▶ To be done
Please count the lines in the entries below that contain the word "green", and reply with that number alone.

▶ Data entries
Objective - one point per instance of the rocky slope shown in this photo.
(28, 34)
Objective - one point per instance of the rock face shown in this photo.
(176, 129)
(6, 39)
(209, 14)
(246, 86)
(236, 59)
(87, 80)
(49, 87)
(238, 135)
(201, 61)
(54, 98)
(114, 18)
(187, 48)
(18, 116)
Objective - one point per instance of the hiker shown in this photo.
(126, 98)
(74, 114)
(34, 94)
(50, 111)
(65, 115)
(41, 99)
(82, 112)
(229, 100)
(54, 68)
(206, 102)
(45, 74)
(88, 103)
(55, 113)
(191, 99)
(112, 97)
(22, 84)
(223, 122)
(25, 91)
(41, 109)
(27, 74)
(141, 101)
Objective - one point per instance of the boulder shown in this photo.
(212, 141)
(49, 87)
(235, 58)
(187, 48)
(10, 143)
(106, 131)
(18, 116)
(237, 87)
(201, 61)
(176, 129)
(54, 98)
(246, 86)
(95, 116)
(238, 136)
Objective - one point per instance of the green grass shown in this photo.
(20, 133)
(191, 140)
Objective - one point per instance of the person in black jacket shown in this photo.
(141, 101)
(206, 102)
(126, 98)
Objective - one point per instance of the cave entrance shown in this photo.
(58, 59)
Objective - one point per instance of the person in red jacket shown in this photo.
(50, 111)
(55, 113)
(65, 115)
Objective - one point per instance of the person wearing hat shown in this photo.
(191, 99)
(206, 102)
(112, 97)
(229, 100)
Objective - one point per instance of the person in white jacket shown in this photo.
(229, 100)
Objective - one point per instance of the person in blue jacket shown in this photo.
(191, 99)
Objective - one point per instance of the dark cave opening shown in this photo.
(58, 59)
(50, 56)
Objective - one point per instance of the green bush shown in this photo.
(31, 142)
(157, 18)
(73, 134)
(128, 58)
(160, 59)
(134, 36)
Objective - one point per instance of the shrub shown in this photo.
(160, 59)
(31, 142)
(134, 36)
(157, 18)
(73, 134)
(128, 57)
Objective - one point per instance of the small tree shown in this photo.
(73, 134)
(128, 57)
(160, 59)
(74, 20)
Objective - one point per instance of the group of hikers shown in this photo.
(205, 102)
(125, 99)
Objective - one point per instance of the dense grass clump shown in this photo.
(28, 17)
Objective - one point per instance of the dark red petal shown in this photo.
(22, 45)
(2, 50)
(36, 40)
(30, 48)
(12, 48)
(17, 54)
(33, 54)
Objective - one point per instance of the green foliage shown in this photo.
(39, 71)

* * *

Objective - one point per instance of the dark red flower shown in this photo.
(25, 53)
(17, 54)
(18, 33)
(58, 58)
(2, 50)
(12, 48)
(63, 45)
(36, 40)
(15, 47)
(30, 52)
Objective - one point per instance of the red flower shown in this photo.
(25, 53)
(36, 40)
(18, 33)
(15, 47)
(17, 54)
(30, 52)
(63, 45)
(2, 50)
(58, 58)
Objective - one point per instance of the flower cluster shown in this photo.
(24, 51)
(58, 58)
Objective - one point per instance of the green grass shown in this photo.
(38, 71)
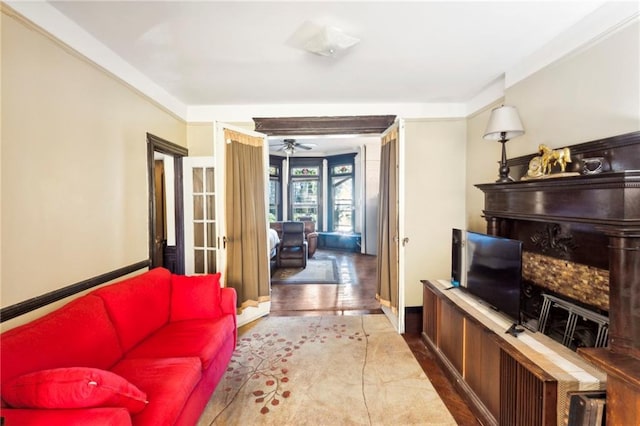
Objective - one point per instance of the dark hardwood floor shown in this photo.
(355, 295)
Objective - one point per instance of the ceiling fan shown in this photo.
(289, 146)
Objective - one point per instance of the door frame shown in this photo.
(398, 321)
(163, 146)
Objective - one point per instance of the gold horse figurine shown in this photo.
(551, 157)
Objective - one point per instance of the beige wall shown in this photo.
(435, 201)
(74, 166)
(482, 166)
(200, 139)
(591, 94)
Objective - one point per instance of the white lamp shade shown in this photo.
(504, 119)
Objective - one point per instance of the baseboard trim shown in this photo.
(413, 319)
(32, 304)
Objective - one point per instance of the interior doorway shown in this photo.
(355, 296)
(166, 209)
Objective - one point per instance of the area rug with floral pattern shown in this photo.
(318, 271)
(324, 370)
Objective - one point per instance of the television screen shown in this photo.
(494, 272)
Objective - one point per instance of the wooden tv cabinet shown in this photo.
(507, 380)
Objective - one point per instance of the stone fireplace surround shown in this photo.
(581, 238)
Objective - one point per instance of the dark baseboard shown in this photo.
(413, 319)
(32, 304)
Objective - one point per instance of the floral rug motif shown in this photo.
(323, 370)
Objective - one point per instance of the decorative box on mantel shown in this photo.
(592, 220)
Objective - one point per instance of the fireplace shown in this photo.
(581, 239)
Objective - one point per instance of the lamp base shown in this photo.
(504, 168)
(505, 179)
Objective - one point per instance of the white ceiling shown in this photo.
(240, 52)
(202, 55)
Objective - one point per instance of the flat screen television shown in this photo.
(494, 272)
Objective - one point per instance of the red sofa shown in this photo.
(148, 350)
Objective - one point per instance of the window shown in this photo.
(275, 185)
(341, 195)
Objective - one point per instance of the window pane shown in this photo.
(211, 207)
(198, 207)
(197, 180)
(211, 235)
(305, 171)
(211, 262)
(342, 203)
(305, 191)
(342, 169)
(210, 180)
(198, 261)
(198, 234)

▶ Correct answer
4